**TASK TO COMPLETE**: Print exactly the lines from the line with "I would be grateful if you could indicate the rolled" to the last line of the data, please, both included.

Some records:
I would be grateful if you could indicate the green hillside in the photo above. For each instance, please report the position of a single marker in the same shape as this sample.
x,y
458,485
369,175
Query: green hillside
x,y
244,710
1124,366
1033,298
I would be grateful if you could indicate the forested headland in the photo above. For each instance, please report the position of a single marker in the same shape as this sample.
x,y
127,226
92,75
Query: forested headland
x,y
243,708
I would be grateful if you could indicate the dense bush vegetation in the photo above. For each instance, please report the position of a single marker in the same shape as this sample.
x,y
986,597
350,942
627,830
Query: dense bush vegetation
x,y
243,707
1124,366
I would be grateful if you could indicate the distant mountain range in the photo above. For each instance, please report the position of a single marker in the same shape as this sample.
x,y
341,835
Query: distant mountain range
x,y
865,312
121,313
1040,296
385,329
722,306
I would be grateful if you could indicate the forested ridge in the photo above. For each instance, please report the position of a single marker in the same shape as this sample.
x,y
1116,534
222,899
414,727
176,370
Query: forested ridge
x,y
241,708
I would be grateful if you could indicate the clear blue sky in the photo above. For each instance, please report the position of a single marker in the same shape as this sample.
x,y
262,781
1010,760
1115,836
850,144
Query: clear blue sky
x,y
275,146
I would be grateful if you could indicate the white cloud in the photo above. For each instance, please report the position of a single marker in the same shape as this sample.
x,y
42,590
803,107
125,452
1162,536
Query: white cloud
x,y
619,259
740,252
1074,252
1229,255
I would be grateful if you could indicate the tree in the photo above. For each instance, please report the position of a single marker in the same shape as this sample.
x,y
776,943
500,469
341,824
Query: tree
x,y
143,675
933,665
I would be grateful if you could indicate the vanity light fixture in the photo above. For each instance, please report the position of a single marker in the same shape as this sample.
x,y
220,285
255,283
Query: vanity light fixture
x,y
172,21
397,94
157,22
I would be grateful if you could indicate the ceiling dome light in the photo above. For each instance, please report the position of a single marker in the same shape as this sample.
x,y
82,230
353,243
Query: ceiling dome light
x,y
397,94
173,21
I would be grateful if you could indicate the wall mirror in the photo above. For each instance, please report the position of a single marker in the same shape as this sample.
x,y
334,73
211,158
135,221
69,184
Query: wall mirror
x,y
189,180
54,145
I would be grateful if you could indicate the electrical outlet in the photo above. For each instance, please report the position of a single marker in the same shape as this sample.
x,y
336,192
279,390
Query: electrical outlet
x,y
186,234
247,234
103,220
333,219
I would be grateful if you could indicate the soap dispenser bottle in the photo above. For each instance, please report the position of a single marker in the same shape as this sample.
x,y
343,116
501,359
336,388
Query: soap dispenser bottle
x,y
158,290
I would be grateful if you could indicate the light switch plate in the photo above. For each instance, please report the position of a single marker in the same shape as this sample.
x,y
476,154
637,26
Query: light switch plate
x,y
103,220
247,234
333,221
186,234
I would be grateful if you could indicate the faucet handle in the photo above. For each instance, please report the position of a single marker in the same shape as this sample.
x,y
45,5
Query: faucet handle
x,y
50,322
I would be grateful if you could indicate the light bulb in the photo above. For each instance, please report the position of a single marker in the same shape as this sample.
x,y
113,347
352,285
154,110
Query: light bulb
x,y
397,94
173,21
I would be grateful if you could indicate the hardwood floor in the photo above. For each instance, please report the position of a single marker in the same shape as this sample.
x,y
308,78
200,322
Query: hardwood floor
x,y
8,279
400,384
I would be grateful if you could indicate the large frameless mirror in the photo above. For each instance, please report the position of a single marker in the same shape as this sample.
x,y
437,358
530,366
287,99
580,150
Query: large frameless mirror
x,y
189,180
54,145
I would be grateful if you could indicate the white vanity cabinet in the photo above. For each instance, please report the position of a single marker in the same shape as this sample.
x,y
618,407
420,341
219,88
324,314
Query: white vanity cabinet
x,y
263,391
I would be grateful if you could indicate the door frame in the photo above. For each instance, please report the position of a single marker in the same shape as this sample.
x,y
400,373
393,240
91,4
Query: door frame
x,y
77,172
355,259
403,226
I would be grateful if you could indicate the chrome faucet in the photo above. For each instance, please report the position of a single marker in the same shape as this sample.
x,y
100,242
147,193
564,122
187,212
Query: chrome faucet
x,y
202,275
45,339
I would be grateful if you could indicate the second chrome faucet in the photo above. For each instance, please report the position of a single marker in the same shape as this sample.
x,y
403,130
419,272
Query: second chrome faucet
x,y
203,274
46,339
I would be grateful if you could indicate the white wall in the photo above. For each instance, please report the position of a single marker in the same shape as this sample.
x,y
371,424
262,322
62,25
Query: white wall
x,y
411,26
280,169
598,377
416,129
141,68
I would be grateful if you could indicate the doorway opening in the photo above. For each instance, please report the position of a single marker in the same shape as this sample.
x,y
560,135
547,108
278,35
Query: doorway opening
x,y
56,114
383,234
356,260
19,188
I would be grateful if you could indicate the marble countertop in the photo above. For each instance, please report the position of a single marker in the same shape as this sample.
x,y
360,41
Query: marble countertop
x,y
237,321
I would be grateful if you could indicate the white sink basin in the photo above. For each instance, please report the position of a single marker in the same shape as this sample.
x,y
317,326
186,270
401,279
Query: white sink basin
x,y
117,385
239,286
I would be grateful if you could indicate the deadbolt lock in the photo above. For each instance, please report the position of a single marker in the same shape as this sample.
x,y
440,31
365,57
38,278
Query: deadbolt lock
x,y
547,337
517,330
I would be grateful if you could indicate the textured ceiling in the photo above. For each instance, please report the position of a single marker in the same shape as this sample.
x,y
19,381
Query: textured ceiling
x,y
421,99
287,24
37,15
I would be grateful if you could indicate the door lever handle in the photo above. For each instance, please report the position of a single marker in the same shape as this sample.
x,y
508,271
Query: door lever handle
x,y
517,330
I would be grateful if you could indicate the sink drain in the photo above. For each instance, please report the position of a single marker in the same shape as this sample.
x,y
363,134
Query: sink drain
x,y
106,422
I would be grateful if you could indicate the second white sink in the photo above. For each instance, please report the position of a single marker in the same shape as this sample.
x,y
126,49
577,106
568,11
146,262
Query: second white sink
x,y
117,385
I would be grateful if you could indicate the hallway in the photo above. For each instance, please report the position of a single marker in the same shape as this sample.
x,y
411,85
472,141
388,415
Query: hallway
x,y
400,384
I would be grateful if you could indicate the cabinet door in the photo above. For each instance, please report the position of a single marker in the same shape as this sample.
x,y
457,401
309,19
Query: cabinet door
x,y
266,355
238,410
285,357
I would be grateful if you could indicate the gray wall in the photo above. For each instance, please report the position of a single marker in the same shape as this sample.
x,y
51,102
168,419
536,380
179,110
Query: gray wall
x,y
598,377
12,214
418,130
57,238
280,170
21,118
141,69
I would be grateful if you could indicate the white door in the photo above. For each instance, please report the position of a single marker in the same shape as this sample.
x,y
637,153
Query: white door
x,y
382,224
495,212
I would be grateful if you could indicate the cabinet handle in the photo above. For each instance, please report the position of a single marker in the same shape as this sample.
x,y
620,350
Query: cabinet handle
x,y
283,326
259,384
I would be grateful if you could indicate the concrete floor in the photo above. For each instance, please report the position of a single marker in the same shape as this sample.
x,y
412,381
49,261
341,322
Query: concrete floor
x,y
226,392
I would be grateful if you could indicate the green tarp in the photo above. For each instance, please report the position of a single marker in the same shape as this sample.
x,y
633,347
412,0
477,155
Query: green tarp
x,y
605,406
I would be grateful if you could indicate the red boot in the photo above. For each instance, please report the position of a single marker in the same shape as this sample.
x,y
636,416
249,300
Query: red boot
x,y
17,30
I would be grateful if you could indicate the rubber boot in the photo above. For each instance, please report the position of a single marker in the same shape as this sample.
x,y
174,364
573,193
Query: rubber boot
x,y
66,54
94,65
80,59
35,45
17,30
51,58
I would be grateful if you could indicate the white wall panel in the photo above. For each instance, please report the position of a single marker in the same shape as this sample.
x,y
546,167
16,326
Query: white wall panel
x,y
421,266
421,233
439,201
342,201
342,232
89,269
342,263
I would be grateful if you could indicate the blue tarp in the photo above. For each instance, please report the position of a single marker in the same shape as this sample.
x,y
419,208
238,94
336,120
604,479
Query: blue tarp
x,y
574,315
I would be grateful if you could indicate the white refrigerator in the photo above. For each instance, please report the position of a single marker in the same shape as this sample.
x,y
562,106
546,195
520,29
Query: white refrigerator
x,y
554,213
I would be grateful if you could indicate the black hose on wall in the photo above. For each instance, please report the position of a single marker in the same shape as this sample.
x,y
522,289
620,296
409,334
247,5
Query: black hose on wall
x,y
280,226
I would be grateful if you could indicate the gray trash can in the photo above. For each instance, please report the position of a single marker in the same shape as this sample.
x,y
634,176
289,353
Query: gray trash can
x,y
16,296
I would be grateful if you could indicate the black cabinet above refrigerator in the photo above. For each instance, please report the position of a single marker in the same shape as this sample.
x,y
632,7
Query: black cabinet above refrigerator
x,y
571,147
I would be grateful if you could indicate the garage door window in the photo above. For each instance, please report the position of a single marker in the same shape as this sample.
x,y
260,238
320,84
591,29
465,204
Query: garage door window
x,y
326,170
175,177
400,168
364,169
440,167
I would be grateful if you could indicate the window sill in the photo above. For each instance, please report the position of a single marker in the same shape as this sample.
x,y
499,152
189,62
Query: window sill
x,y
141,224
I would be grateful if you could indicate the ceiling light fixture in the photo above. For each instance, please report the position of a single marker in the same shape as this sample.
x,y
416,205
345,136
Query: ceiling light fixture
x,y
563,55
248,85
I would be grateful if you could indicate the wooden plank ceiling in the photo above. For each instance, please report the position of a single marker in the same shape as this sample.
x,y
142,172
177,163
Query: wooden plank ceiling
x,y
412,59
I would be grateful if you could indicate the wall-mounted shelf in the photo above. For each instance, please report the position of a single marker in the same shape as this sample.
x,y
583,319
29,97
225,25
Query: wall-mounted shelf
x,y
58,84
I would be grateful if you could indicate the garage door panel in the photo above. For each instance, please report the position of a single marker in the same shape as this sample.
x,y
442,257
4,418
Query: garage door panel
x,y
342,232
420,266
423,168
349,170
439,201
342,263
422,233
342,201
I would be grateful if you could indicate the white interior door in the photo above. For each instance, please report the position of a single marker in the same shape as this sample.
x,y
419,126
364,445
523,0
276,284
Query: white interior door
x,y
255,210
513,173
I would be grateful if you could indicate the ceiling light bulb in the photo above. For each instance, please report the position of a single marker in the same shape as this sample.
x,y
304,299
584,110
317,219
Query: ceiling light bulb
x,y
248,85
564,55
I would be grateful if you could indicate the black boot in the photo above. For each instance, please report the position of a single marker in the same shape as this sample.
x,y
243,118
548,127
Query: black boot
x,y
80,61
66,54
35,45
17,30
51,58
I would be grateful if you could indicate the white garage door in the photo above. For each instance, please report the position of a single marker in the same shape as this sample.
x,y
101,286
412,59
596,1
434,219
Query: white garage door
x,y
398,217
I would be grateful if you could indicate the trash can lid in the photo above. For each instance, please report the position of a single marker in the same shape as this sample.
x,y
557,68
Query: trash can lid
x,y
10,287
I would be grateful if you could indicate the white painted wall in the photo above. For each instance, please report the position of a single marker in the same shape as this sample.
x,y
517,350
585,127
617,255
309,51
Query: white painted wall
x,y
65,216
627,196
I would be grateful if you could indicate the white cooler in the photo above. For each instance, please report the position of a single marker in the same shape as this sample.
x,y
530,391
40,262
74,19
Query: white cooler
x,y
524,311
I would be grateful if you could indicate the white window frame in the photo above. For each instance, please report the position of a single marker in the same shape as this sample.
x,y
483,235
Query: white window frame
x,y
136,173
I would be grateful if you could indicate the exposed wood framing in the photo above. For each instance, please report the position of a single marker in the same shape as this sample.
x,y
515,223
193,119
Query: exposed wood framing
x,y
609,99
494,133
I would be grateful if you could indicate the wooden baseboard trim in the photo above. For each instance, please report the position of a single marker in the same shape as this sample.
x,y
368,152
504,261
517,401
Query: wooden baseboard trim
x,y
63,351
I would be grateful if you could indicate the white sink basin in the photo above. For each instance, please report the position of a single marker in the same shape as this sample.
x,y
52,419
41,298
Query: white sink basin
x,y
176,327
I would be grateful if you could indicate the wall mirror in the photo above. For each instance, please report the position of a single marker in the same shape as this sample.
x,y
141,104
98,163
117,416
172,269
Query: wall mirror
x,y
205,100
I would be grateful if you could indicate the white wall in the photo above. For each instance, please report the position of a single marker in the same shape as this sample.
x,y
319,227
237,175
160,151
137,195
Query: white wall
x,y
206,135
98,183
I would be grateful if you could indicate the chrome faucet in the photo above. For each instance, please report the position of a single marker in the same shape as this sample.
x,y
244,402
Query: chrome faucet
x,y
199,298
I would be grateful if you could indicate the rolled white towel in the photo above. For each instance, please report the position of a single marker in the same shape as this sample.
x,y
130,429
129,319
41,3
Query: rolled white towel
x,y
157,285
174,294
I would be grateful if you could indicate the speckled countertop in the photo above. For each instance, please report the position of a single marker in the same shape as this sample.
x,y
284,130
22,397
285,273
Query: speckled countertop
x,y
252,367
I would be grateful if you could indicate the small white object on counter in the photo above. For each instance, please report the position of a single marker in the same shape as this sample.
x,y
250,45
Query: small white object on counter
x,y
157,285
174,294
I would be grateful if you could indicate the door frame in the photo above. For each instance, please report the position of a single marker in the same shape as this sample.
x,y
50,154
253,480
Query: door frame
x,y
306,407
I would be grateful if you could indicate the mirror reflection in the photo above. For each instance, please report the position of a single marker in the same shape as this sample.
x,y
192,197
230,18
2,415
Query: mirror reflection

**WRITTEN REPLY**:
I would be grateful if you could indicate the rolled white towel in the photo above. For each instance, please report the position of a single marker in the same shape as this sample.
x,y
130,429
129,319
41,3
Query: rolled white towel
x,y
157,285
174,294
I would be grateful if you could indicate the speckled countertop in the photo above. For each instance, please report the position of a single marker in the same shape as this sample.
x,y
284,130
22,397
285,273
Query: speckled countertop
x,y
252,367
I would be grateful if you could indicate the small white object on counter in the photo above. For each instance, please report the position of a single marker in the same shape as this sample.
x,y
250,45
Query: small white object on counter
x,y
157,285
174,294
I would be grateful if you could indicate the door frame in the photo above. For each instance, please report the position of a single marker in the same shape as this sample.
x,y
50,154
253,480
Query: door frame
x,y
306,407
I would be grateful if you could indicate the mirror reflection in the photo above. For each instance, please report the position of a single marker in the same shape as this sample.
x,y
192,197
230,18
2,415
Query: mirror reflection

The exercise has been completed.